Steady Cow Assignment
Time Limit:1000MS Memory Limit:65536KB 64bit IO Format:%I64d & %I64u
Submit Status Practice POJ
3189
Description
Farmer John‘s N (1 <= N <= 1000) cows each reside in one of B (1 <= B <= 20) barns which, of course, have limited capacity. Some cows really like their current barn, and some are not so happy.
FJ would like to rearrange the cows such that the cows are as equally happy as possible, even if that means all the cows hate their assigned barn.
Each cow gives FJ the order in which she prefers the barns. A cow‘s happiness with a particular assignment is her ranking of her barn. Your job is to find an assignment of cows to barns such that no barn‘s capacity is exceeded and the size of the range (i.e.,
one more than the positive difference between the the highest-ranked barn chosen and that lowest-ranked barn chosen) of barn rankings the cows give their assigned barns is as small as possible.
Input
Line 1: Two space-separated integers, N and B
Lines 2..N+1: Each line contains B space-separated integers which are exactly 1..B sorted into some order. The first integer on line i+1 is the number of the cow i‘s top-choice barn, the second integer on that line is the number of the i‘th cow‘s second-choice
barn, and so on.
Line N+2: B space-separated integers, respectively the capacity of the first barn, then the capacity of the second, and so on. The sum of these numbers is guaranteed to be at least N.
Output
Line 1: One integer, the size of the minumum range of barn rankings the cows give their assigned barns, including the endpoints.

任务与练习:
**a)** 根据奶牛分配题的描述，牛棚数量 B 的取值范围是多少？
**b)** 紧接奶牛分配题的最后一句，续写这道题接下来的内容。

所给记录:

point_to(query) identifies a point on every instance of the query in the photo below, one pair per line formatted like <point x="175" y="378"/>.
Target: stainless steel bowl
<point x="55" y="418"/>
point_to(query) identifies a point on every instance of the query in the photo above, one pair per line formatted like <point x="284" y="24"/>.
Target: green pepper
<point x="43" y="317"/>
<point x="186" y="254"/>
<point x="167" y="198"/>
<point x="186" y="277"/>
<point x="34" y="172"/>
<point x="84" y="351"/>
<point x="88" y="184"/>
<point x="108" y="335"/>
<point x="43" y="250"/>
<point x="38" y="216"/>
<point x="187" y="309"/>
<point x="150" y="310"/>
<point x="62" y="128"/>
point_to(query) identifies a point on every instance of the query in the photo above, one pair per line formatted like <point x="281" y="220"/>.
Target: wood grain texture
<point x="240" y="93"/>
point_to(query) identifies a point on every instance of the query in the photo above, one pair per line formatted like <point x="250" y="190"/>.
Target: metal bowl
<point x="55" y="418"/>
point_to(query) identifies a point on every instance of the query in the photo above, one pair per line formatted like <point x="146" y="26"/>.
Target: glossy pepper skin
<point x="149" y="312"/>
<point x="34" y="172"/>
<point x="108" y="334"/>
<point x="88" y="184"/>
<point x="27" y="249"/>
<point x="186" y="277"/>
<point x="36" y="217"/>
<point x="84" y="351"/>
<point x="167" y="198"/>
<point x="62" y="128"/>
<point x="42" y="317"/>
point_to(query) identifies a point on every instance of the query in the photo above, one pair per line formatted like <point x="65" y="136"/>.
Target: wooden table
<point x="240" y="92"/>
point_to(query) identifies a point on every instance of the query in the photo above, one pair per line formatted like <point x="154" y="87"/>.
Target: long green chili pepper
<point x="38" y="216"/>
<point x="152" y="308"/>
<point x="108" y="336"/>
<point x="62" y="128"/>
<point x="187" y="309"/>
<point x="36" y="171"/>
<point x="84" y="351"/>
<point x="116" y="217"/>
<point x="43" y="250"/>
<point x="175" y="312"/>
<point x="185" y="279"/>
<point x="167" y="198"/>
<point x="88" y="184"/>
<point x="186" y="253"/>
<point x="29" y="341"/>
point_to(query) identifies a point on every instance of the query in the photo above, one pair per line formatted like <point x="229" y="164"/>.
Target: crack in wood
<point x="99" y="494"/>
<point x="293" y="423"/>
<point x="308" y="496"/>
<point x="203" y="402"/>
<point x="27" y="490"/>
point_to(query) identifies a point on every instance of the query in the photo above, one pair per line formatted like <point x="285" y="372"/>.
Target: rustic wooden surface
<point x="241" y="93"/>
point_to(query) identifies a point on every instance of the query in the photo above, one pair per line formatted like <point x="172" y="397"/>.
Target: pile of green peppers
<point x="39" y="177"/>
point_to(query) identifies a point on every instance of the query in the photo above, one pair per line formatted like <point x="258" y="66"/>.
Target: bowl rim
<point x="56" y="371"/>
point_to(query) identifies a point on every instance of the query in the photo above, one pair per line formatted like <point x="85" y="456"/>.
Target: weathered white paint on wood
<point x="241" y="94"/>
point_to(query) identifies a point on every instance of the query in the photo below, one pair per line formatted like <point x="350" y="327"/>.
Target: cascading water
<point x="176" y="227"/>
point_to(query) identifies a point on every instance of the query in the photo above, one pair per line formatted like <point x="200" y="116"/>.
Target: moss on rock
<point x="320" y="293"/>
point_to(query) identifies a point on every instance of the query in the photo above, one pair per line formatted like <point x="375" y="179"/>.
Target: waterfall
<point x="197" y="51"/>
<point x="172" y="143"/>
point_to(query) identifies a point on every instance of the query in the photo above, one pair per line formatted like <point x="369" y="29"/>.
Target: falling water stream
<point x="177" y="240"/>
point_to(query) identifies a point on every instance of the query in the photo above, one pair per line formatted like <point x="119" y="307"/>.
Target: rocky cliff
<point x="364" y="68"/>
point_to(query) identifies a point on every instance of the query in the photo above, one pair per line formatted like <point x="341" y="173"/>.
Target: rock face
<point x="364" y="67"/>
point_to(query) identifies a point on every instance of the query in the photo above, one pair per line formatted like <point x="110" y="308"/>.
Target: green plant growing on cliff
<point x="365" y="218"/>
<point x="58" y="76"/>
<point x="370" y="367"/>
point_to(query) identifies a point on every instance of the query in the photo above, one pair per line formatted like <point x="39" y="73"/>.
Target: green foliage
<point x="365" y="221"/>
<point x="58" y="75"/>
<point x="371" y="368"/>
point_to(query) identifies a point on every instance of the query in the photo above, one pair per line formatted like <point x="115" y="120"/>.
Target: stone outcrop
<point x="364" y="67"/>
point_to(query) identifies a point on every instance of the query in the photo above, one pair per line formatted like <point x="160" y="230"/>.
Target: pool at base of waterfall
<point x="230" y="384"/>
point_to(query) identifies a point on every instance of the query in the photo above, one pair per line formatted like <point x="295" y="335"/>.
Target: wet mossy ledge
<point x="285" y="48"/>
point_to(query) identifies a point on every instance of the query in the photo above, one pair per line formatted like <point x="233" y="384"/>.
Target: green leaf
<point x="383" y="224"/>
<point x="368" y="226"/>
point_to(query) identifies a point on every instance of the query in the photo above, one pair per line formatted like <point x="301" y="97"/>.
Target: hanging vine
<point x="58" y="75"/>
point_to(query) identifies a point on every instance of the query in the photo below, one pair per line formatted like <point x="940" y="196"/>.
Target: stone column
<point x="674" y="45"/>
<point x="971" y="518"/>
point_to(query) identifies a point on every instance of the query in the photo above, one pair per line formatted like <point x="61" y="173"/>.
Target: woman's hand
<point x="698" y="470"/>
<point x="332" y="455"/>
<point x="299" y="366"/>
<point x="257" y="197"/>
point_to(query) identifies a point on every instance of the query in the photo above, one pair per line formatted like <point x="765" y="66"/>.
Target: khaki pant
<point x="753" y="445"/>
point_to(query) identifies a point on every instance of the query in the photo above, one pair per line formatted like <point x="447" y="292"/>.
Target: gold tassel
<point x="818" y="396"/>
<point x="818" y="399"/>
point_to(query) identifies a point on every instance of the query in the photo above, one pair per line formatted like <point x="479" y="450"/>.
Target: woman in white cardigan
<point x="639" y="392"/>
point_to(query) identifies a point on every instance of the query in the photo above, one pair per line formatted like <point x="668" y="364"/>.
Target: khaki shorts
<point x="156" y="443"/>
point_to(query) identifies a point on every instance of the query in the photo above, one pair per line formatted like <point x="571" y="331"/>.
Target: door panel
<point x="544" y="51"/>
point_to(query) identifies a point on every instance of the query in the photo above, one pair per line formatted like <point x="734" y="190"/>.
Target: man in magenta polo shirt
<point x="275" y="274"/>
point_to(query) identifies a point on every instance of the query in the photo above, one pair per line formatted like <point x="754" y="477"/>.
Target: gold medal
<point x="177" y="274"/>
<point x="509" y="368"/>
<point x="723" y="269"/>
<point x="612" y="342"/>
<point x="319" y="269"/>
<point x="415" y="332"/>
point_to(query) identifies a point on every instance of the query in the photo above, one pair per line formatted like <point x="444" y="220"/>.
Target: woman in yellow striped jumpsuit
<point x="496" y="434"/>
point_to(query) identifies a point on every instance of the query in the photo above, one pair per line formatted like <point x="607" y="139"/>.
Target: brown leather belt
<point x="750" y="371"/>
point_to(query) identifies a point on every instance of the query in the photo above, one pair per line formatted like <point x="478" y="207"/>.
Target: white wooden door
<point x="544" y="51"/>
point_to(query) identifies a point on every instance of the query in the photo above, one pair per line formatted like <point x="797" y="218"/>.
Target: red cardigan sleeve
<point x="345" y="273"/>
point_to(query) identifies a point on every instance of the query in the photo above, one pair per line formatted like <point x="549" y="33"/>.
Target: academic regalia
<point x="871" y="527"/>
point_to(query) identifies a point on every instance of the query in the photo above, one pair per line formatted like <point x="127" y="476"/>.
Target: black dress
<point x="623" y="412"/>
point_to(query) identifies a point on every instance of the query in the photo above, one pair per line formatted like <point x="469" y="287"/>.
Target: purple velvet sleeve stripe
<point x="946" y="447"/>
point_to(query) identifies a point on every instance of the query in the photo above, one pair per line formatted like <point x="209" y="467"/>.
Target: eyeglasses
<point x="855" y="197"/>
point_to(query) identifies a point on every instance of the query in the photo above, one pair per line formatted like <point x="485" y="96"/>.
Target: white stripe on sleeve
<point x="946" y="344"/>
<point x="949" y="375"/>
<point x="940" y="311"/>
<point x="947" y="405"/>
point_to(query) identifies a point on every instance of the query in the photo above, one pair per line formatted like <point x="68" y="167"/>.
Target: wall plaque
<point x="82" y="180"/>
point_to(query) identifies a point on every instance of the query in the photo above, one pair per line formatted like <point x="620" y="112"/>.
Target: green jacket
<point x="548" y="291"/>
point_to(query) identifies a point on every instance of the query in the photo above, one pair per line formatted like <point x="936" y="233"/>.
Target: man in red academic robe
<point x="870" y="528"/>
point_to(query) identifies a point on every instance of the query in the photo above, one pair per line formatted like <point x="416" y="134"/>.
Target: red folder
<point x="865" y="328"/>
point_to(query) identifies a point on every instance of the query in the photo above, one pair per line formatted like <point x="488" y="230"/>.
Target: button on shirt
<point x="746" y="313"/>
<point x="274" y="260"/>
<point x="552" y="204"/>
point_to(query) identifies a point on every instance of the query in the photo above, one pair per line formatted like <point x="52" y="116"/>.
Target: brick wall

练习答案:
**a)** 1 <= B <= 20。

**b)**
Sample Input
6 4 1 2 3 4 2 3 1 4 4 2 3 1 3 1 2 4 1 3 4 2 1 4 2 3 2 1 3 2
Sample Output
2
Hint
Explanation of the sample:
Each cow can be assigned to her first or second choice: barn 1 gets cows 1 and 5, barn 2 gets cow 2, barn 3 gets cow 4, and barn 4 gets cows 3 and 6.
网友的不错,仿一下。。。
,其实网络流大同小异
题目描述:
有n头奶牛,m个棚,每个奶牛对每个棚都有一个喜爱程度。当然啦,棚子也是有脾气的,并不是奶牛想住进来就住进来,超出棚子的最大容量了,棚子是拒绝的。现在要给每个奶牛安家,本宝宝是一个公正无私的人类,所以要找一个奶牛喜爱程度差值最小的方案(虽然这样大家的喜爱程度可能普遍偏低,因为绝对公平并不代表合理啊),问喜爱程度的区间最小为多大?
解题思路:
每个棚子并不是住一个奶牛,所以是多重匹配咯。匹配的时候二分枚举喜爱程度的区间大小,根据区间大小来枚举区间的起点和终点,然后跑多重匹配判断是否合法即可。注意咯,求得是区间大小。还有啊,还有啊,数据读入的时候maps[i][j]并不是i_th奶牛对j_th棚子的喜爱值,而是i_th奶牛对maps[i][j]棚子的喜爱程度为j。
#include <cstdio>
#include <cstring>
#include <iostream>
#include <algorithm>
using namespace std;
const int maxn = 1010;
int maps[maxn][22], vis[22], used[22][maxn];
int link[22], limit[22], n, m, s, e, mid;
bool Find (int u)
{
for (int i=1; i<=m; i++)
{//多重匹配
if (!vis[i] && maps[u][i]<e && s<=maps[u][i])
{
vis[i] = 1;
if (link[i] < limit[i])
{//i棚子未满
used[i][link[i] ++] = u;
return true;
}
for (int j=0; j<limit[i]; j++)//i棚子已满,寻找增广路
if (Find(used[i][j]))
{
used[i][j] = u;
return true;
}
}
}
return false;
}
bool hungry ()
{
for (s=1; s<=m+1-mid; s++)
{//枚举区间起点与终点
int ans = 0;
e = s + mid;
memset (link, 0, sizeof(link));
for (int i=1; i<=n; i++)
{
memset (vis, 0, sizeof(vis));
if (Find (i))
ans ++;
}
if (ans == n)
return true;
}
return false;
}
int main ()
{
while (scanf ("%d %d", &n, &m) != EOF)
{
for (int i=1; i<=n; i++)
for (int j=1; j<=m; j++)
{
scanf ("%d", &mid);
maps[i][mid] = j;
}
for (int i=1; i<=m; i++)
scanf ("%d", &limit[i]);
int left = 1, right = m, ans = 0;
while (left<=right)
{//二分枚举区间
mid = (right+left)/2;
if (hungry())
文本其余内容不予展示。